▶ [Exercise directions]
Please copy out the entries below exactly, beginning with the line that contains "positive clicks: (170, 385)" and ending with the line that contains "positive clicks: (159, 385) (161, 383)", and include nothing outside that span.

▶ [Exercise data]
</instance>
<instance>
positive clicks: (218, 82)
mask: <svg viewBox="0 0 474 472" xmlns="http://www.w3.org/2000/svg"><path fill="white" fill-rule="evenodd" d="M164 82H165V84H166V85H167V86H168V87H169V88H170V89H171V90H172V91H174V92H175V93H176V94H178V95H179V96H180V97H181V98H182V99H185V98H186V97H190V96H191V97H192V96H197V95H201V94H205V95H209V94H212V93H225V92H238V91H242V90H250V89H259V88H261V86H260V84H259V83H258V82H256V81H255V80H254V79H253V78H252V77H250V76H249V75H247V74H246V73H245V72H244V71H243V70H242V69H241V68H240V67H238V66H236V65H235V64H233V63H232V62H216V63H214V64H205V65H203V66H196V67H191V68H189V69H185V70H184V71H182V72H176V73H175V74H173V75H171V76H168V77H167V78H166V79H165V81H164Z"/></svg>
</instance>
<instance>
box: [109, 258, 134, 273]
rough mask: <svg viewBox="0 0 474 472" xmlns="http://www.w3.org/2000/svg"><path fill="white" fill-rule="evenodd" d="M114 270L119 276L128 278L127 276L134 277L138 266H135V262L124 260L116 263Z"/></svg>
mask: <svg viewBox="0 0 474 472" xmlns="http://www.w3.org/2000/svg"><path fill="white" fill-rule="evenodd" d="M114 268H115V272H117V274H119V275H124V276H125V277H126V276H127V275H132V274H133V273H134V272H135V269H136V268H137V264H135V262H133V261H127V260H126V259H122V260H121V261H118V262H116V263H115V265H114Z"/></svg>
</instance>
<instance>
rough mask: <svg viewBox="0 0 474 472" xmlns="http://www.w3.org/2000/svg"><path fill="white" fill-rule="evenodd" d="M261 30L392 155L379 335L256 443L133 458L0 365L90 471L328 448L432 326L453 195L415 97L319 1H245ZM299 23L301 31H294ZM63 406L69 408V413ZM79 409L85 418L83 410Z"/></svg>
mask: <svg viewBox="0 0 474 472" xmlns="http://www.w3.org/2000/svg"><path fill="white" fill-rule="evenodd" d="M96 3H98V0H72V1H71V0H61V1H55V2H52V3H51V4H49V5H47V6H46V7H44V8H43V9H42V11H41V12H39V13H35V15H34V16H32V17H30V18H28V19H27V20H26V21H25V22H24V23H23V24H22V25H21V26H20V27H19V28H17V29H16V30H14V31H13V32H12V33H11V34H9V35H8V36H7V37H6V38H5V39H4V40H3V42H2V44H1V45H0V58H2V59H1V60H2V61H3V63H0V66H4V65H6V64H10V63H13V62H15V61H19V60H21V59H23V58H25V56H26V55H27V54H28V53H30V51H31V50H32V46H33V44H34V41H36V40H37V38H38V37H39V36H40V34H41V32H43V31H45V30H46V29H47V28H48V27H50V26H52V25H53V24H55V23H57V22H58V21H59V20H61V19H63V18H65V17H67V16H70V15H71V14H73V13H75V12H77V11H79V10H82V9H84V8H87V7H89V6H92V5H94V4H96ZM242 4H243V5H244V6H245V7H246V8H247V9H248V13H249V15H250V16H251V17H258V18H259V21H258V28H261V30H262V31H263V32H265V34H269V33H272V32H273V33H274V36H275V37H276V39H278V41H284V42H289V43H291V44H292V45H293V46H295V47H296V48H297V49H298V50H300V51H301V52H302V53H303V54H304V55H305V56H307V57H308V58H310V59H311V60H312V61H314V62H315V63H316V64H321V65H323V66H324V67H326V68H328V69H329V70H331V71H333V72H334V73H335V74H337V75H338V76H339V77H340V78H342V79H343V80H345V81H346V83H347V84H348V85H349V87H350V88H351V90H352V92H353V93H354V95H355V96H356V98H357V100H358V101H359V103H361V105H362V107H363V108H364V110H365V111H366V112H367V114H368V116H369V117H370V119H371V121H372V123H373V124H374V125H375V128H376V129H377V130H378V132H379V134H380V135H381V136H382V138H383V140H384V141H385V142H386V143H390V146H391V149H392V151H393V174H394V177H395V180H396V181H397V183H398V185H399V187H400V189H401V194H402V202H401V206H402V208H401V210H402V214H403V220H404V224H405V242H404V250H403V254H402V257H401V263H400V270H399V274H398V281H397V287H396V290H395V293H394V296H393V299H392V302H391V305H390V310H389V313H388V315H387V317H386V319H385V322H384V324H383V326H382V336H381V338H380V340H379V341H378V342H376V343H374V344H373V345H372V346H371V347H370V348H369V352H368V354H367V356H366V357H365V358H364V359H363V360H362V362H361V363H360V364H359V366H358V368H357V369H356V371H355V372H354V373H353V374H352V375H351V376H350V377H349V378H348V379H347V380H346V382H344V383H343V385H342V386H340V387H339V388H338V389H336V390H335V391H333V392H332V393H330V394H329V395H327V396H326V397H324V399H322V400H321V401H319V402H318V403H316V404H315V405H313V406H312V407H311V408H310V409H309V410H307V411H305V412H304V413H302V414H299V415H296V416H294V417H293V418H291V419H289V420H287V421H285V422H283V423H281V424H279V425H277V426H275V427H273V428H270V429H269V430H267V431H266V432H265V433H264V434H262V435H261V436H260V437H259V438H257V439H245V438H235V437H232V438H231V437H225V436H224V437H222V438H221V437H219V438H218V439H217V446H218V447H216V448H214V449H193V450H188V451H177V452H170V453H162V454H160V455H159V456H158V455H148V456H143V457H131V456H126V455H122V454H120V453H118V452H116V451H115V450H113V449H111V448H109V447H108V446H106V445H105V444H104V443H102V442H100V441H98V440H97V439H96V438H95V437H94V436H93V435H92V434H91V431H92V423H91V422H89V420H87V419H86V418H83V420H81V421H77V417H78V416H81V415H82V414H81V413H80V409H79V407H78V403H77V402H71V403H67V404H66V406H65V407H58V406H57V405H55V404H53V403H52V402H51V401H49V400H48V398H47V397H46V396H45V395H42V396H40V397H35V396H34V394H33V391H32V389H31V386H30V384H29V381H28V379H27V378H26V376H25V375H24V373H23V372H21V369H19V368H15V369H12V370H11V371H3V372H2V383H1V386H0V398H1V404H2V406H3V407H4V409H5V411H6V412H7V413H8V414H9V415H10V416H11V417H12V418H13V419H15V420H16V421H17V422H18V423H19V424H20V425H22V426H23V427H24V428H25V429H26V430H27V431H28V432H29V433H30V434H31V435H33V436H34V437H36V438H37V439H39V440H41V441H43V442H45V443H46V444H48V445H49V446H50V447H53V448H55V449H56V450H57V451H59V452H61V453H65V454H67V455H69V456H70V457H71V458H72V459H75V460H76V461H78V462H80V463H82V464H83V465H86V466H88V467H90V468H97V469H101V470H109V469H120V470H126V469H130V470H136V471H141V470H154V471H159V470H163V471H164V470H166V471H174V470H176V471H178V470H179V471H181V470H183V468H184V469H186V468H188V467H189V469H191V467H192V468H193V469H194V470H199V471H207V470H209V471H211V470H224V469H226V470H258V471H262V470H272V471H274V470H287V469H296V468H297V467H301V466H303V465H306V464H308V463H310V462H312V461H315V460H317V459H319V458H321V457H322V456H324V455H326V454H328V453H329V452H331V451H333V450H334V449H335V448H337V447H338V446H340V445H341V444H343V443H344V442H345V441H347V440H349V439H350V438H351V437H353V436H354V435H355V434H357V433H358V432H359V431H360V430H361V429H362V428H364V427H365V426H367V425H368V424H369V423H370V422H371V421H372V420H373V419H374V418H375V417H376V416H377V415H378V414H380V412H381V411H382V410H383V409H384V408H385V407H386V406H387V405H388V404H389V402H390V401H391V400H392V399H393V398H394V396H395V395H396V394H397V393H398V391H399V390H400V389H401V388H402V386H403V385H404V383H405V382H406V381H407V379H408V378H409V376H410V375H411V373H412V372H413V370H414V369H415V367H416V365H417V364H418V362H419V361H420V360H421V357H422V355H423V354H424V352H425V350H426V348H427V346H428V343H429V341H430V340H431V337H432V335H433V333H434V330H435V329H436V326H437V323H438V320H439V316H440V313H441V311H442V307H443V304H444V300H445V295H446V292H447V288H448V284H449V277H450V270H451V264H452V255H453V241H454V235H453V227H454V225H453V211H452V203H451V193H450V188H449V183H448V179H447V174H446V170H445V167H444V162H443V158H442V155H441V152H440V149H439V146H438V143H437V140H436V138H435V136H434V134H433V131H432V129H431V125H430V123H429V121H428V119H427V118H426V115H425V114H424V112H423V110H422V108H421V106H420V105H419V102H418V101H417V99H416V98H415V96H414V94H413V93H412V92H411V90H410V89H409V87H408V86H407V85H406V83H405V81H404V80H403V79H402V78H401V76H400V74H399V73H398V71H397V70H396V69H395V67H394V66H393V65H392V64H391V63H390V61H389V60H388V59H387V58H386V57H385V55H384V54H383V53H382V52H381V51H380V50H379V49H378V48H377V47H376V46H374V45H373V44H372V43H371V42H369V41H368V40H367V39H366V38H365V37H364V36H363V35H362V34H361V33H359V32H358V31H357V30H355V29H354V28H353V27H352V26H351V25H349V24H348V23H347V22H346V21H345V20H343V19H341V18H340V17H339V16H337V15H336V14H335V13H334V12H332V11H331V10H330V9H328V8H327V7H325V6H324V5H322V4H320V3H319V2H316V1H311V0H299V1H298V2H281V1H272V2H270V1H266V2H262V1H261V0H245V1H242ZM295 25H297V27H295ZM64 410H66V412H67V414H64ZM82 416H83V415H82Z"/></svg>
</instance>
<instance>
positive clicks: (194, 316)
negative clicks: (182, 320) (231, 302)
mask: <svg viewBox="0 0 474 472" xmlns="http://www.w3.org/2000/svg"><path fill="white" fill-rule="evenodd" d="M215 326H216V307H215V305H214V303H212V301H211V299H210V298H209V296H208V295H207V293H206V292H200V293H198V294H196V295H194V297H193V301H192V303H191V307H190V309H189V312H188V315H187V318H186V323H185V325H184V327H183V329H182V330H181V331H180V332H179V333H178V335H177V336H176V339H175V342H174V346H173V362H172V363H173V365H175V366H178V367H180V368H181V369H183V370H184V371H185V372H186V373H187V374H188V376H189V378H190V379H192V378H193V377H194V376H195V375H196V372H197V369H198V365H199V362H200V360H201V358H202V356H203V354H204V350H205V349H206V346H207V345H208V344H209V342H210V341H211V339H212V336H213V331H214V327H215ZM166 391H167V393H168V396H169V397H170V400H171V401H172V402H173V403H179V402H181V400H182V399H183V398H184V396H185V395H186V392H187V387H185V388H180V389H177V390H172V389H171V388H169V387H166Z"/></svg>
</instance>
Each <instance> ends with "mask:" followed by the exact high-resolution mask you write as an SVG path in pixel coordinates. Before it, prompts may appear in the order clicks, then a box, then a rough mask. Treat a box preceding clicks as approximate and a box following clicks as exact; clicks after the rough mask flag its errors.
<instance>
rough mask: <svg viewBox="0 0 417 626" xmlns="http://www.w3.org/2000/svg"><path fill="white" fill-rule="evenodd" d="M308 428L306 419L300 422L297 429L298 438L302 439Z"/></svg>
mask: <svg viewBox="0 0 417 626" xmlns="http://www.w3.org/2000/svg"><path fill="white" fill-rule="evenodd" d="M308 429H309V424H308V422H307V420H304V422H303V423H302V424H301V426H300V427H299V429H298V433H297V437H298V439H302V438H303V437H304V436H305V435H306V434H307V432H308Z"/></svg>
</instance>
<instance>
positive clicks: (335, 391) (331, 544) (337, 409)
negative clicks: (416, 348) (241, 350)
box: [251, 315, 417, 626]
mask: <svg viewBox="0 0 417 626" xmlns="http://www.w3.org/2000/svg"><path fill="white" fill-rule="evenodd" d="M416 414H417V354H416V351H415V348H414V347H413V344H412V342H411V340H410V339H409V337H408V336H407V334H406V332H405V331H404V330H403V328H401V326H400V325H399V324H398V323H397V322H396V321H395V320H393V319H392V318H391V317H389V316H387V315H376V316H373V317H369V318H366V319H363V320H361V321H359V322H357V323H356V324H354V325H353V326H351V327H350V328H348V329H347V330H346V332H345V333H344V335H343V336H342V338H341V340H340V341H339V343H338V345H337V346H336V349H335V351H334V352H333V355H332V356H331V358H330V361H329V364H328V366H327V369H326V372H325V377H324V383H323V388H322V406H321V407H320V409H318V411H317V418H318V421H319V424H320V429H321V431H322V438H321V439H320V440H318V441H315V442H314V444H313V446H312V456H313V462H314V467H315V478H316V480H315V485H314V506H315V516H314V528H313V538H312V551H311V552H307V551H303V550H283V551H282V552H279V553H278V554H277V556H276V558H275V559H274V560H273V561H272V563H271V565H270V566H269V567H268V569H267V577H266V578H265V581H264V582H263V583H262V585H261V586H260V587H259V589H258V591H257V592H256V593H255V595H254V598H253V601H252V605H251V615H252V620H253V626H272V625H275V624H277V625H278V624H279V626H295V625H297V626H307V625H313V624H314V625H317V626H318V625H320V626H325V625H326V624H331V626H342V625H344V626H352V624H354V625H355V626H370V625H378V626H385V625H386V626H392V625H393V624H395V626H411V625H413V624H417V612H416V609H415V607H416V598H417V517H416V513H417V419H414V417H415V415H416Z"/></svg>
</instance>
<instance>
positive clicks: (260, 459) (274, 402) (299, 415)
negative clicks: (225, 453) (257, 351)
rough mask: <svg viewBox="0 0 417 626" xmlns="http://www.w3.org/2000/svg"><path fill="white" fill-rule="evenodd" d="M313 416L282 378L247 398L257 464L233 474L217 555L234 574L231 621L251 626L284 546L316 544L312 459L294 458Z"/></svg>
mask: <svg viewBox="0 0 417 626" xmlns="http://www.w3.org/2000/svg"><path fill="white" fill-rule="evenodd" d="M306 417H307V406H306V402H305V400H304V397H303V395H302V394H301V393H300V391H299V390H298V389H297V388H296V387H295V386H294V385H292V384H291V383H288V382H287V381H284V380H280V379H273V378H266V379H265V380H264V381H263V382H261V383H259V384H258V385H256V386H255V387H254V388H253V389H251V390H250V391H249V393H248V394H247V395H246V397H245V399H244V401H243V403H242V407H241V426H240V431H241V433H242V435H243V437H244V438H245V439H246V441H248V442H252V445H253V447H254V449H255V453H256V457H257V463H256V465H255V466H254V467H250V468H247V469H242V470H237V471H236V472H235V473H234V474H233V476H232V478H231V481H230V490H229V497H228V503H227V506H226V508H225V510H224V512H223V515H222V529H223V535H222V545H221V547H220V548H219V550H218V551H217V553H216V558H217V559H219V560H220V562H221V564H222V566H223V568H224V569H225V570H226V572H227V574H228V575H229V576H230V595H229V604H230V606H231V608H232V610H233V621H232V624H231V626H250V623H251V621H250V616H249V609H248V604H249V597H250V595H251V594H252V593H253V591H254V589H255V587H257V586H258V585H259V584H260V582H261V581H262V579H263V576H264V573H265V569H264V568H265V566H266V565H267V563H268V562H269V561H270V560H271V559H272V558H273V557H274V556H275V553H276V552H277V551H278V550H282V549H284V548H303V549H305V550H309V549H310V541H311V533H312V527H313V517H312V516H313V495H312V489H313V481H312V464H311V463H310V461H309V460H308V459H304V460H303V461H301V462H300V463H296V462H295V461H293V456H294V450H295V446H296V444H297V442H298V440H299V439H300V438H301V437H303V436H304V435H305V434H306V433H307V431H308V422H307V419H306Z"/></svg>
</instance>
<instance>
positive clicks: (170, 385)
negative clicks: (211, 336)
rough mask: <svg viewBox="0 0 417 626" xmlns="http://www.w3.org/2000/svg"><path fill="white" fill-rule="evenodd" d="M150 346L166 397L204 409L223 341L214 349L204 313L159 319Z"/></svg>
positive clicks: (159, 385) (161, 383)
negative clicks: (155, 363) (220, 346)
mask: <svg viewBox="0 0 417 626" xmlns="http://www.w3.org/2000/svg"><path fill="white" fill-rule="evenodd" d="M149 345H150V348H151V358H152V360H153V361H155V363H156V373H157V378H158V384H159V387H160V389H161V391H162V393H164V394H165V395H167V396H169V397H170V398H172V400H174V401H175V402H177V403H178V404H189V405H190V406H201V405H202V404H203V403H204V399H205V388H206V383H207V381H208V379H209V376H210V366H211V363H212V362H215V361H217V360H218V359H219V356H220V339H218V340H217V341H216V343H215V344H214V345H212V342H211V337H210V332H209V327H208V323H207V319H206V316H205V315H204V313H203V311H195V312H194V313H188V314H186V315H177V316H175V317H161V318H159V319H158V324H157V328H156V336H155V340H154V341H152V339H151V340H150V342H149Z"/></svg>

▶ [Exercise solution]
positive clicks: (170, 385)
negative clicks: (211, 336)
rough mask: <svg viewBox="0 0 417 626" xmlns="http://www.w3.org/2000/svg"><path fill="white" fill-rule="evenodd" d="M150 346L166 397L204 409L223 341L214 349L204 313L159 319Z"/></svg>
positive clicks: (159, 385) (161, 383)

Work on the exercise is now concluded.